**Task material**
- - -

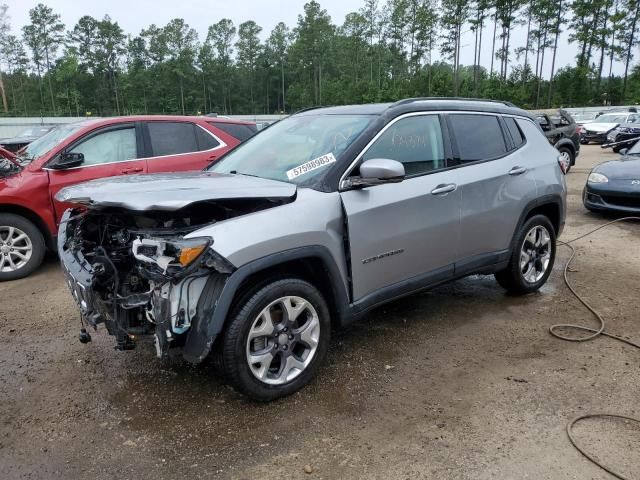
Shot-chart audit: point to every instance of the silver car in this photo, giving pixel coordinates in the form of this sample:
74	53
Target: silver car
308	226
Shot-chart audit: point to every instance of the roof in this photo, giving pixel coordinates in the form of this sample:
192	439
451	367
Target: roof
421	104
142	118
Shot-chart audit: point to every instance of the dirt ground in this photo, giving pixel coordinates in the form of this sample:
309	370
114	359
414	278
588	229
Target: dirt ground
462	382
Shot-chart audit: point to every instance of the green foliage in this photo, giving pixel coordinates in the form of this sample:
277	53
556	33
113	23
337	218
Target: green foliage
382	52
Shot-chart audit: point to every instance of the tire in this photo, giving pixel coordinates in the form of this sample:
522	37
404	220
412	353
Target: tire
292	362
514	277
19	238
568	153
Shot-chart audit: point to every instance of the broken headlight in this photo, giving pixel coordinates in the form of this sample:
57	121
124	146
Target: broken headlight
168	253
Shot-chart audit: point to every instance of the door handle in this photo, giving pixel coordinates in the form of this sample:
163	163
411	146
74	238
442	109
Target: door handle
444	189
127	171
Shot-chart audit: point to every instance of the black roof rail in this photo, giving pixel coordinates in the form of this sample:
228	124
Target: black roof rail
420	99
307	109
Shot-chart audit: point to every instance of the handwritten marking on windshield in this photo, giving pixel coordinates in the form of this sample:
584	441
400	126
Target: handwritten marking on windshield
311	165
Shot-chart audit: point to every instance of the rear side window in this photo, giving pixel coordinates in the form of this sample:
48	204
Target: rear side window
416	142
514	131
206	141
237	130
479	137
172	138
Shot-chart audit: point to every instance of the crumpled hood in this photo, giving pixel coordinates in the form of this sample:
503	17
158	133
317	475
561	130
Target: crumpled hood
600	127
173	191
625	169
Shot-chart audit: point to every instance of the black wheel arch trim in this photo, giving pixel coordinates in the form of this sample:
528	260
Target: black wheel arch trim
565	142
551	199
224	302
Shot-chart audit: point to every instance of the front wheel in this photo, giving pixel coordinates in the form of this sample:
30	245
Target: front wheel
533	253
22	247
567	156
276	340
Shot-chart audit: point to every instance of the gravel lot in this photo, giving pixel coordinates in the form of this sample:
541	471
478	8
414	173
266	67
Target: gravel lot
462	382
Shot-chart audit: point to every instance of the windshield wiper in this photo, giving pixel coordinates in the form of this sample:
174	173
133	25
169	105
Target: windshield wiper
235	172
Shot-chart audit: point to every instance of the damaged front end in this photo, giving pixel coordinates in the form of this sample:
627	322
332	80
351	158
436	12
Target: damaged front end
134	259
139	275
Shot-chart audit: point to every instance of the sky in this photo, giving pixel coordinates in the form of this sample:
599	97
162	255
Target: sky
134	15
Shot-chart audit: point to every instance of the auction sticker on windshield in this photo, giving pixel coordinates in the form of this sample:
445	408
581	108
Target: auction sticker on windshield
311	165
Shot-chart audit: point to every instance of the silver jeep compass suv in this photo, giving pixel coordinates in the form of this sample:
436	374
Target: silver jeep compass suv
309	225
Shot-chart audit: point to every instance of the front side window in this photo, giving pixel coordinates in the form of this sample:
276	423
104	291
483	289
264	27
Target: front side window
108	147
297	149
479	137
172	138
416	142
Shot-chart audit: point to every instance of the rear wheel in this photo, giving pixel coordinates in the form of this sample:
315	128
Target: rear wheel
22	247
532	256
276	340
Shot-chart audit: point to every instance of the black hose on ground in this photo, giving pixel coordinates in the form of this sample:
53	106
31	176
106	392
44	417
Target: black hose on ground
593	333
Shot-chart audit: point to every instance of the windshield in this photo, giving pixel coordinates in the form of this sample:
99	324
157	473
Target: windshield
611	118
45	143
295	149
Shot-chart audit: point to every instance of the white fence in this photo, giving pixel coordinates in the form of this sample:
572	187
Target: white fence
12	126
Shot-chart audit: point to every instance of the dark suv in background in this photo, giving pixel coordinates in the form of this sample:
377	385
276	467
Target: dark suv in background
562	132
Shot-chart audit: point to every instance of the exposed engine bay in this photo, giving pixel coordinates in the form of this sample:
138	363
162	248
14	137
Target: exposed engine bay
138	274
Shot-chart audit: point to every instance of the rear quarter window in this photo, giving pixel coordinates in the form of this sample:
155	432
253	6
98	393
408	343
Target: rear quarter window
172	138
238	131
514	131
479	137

- - -

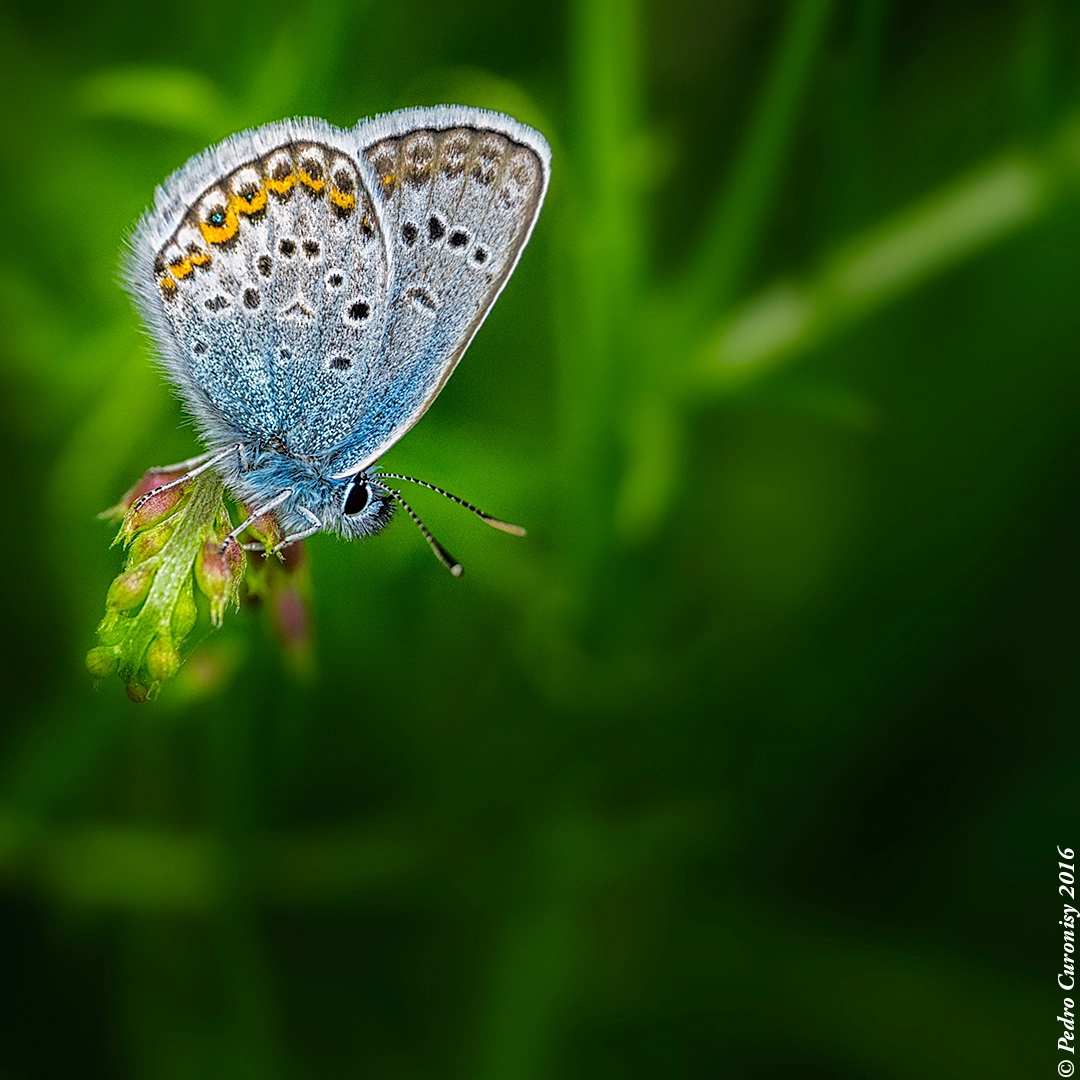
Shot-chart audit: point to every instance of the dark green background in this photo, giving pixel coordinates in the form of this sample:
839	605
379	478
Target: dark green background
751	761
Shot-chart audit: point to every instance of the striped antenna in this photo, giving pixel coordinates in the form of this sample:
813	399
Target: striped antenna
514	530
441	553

- - -

**Request**
Tally the lines in the entries above that contain the string "background", and reply with that number alone.

**Final answer**
4